# Welcome to Regular Expressions!

What are regular expressions?<br>They're a shorthand in programming for pattern matching.
Data that follows a pattern are recognized, regardless of what the data actually is.<br>
So what does that mean?

Please note: All facts (example strings) are taken from www.twitter.com/qikipedia

## `(###) ###-####`

## `###-##-####`

## `AA 1111`
## `AAA-1111`
## `1AA1111`

## `import re`

In Python, regular expressions and their functions are part of a modlue in the standard library.<br>
To access them, we need to import the module into any code we're running.

In [None]:
import re

In [None]:
# Note: if you run these as-is, you will get an error message.
# Find first instance of a match
# Returns a match object

re.search(pattern, string)


# Find all instances of a match
# Returns a list of all matches

re.findall(pattern, string)

In [None]:
nz_fact = "Since an earthquake hit New Zealand in 2016, the South Island has crept 35 cm closer to the North Island."

# In this case, the pattern = '\d+', the string = nz_fact
re.search('\d+', nz_fact)

In [None]:
# Find the first word with at least 4 letters

lor_fact = "The music for The Lord of the Rings: The Two Towers was ineligible for an Oscar because it reused themes from the first film. This rule was specifically changed in order to allow The Return of the King to be nominated for Best Original Music Score, which it subsequently won."
re.search('[a-z]{4,}', lor_fact)

In [None]:
# Find all the words with at least 4 letters

re.findall('[a-z]{4,}', lor_fact)

# Anchors

Anchors let you match the beginning or end of a string.<br>
Use `^` to match the beginning of a string<br>
Use `$` to match the end of a string.<br>
### Because it doesn't fit anywhere else: Or.
If you'd like to use `OR` in your Regex, use a pipe character, `|`

In [None]:
dk_fact = "Denmark hated the letter Q so much they abolished it in 1872"

# Does this string start with "Den"?

In [None]:
# Does it end with Q?


In [None]:
# Is the fact about Denmark or Sweden?



# Metacharacters

### First, Character Classes
Remember when we used `[a-z]` to find words with at least 4 letters?<br>
Using brackets like that is called a *character class* and allows you to specify a group of characters to search for, such as `[0-9]` for all digits or `[A-Z]` for capital letters. If you *don't* want those characters, add `^` after the first bracket. `[^A-Z]` Will return any character that is not a capital letter. Any combination of characters can be in `[]`. `[aeiou]` is acceptable and will match any vowel.


### But what if you want all letters, bother upper & lower case? Or a combination of letters & numbers? Or white space?
That's where metacharacters come in. There's a variety of them available. Using one of these metacharacter codes will match any character that matches that description.

Challenges:
a - Retype the part of the regular expressions tutorial between "# Welcome to" and "does that mean?", inclusive.
b - Answer these from the regular expressions tutorial:
(i) Which site are the example strings taken from?
(ii) By how many centimeters has the South Island crept closer to the North Island, according to the New Zealand example string?
(iii) What character does the tutorial say to use for OR in a regex?
c - Write the next part of the regular expressions tutorial, picking up after its final sentence.

Provided records:
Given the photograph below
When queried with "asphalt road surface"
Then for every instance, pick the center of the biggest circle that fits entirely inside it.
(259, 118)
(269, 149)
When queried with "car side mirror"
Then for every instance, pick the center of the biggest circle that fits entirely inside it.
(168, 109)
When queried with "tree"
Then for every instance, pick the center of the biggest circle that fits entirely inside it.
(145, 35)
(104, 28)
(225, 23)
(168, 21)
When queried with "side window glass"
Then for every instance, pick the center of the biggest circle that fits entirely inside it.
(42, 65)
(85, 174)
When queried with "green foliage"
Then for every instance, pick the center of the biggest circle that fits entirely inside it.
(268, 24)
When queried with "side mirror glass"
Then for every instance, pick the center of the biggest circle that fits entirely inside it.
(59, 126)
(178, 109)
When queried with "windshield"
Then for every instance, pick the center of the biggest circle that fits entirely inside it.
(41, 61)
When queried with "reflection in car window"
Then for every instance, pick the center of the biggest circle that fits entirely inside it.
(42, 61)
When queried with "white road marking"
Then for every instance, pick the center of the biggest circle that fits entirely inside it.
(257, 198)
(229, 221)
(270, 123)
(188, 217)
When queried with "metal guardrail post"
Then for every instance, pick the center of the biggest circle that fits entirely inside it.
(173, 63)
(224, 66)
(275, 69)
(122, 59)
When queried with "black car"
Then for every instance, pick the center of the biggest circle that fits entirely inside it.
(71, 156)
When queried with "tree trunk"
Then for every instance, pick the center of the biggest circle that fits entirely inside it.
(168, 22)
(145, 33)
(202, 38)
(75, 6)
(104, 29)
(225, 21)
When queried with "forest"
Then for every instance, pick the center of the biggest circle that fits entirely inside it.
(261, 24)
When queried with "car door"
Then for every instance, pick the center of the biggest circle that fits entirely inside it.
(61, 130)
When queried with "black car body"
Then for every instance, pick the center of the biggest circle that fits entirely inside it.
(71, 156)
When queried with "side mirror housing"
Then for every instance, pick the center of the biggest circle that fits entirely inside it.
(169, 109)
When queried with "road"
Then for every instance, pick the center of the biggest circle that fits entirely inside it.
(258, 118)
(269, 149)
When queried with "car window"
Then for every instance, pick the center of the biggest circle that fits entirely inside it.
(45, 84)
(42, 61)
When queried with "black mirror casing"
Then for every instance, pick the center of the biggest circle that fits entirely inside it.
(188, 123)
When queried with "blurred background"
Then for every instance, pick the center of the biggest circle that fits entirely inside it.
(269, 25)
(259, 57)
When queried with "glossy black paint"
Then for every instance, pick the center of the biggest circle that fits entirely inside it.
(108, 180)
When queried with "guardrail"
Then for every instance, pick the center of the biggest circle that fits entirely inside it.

Written responses:
a -
# Welcome to Regular Expressions!

What are regular expressions?<br>They're a shorthand in programming for pattern matching.
Data that follows a pattern are recognized, regardless of what the data actually is.<br>
So what does that mean?

b -
(i) www.twitter.com/qikipedia
(ii) 35 cm
(iii) A pipe character, `|`

c -
Metacharacter | Characters        | Equivalent
--------------|-------------------|------------
      \d      | Any digit         |`[0-9}`
      \D      | Any non-digit     |`[^0-9]`
      \s      | Any whitespace character | `[ \t\n\r\f\v]`
      \S      | Any non-whitespace character | `[^ \t\n\r\f\v]`
      \w      | Any alphanumeric character | `[a-zA-Z0-9_]`
      \W      | Any non-alphanumeric character | `[^a-zA-Z0-9_]`
      .       | Any character (except a newline) | 
      \b      | Word boundary (i.e. any whitespace or non-alphanumeric character. Note that this is non-capturing)


In [None]:
nut_fact = "If other squirrels are watching, squirrels just pretend to bury their nuts and then they scuttle off to a secret location where they actually hide them."

# Find the last letter in each word

# Escaping

You might have noticed we're starting to use some characters, `.$^|\`, that you micht occasionally want to actually search for.

If you want to search for one of them, put a `\` in front of the character, like so - `\|`

# Quantifiers

What if you want to see if a character is repeated? What if you think a specific character might be in the string, or it might not? That's where quantifiers come in. You can see if something is there once, multiple times, or not at all.

Quantifier | Meaning        | Equivalent
--------------|-------------------|------------
      x?      | Matches x 0-1 times
      x*      | Matches x 0 or more times     
      x+      | Matches x 1 or more times 
      x{2}    | Exactly 2 of x 
      x{2,}   | 2 or more of x
      x{2,4}  | 2-4 of x

In [None]:
book_fact = "A 2009 study by the University of Sussex found that reading for just 6 minutes can reduce stress levels by up to 68%."

# What are all the numbers in the fact?

# What if we want to know if it's a percentage?

## Greedy vs. Lazy

### Regular expressions by default are greedy -- they look for the longest match to their pattern
### Adding the lazy qualifier, `?`, to regex returns the shortest possible string that matches the regex.

In [None]:
play_fact = "The word 'tragedy' has its roots in a Greek word that translates as 'goat song'. No one knows why."

# Find everything in single quotes. Be careful of whether you need to be greedy or lazy!

## Grouping

### One of the most powerful features of Regular Expressions is the ability to work with groups.
### These let you break down your regular expression matches into parts that can be used to isolate or substitute relevant data
### Use the parentheses around what you like to have as a group `(ab)c` 
### Groups are numbered starting with 1. This is because the entire match object will always be object 0. (remember match objects from `re.search()`?) To reference a group, use the notation `\g<1>`

In [None]:
castle_fact = "UK castles include Almond Castle, Cadbury Castle, Cooling Castle, Deal Castle, Drum Castle, Eye Castle, Fail Castle, Fast Castle, Sandal Castle, and Stalker Castle."

# Print just the names of each castle (NB: re.findall() will only return captured groups)

## One last thing: `re.sub()`

### To substitute a regular expression match for something else, use `re.sub(pattern, repl, string)` where *pattern* is the regular expression you're looking for, *repl* is what you want to replace it with, and string is the string you're searching through.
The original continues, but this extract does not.